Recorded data
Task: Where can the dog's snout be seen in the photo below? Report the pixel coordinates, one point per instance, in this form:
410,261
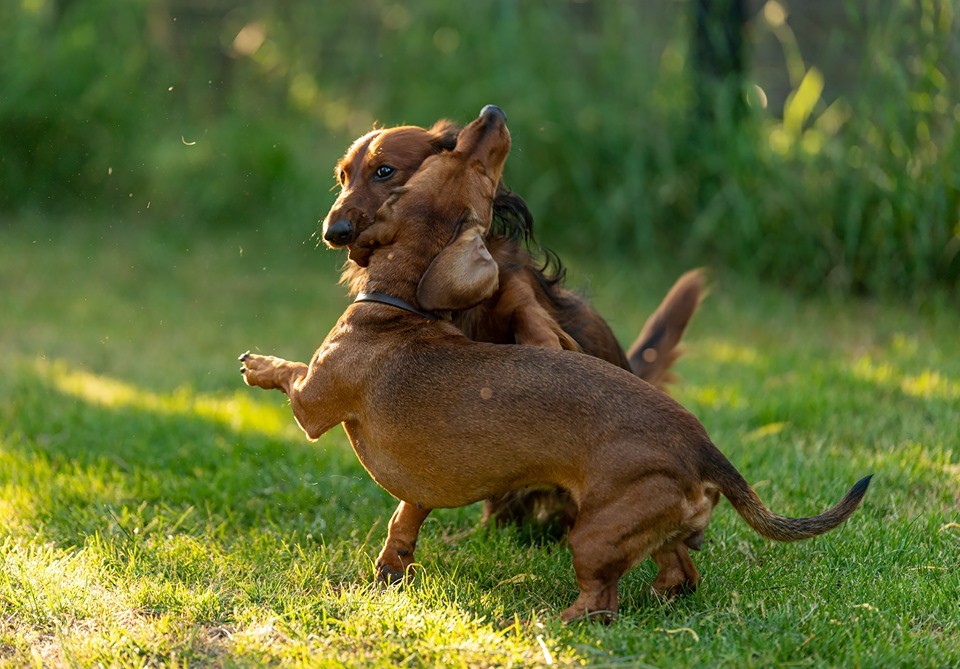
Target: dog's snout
339,233
493,110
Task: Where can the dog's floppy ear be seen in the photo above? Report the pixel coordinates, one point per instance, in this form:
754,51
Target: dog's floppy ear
461,276
381,233
443,135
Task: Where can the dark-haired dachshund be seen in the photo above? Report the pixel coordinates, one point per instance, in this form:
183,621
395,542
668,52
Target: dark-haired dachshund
442,421
530,306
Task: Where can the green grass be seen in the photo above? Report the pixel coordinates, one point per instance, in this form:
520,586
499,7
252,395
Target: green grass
154,511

## [Challenge]
Reproduce the entire listing above, requests included, but multiply every answer coordinate by 1.35 and round each result to a whole number, rounding halves up. Keep the sample coordinates inside the requests unchanged, and leave the pictures out.

## [Response to this exercise]
Task: Where can the dog's snout be seen in the photo below? Report the pixel coordinates, one point per instance, in this form:
410,261
Target: dog's snout
458,315
666,149
Task: Where can the dog's floppy ear be seen in the photo above? Report the pixel coordinates, one point per instance, in this form:
754,51
Target: dog's floppy ear
622,373
514,315
598,182
Task: Where can the dark-haired dachshund be seen in the photo above? Report the pixel coordinates, one point per instance, in this form:
183,621
395,542
668,52
Target: dark-haired dachshund
597,568
716,413
Task: Where can the green grass be seen in the photo above? Report the pixel coordinates, one point per instance, in this form:
520,586
499,7
252,395
Target: green grass
208,690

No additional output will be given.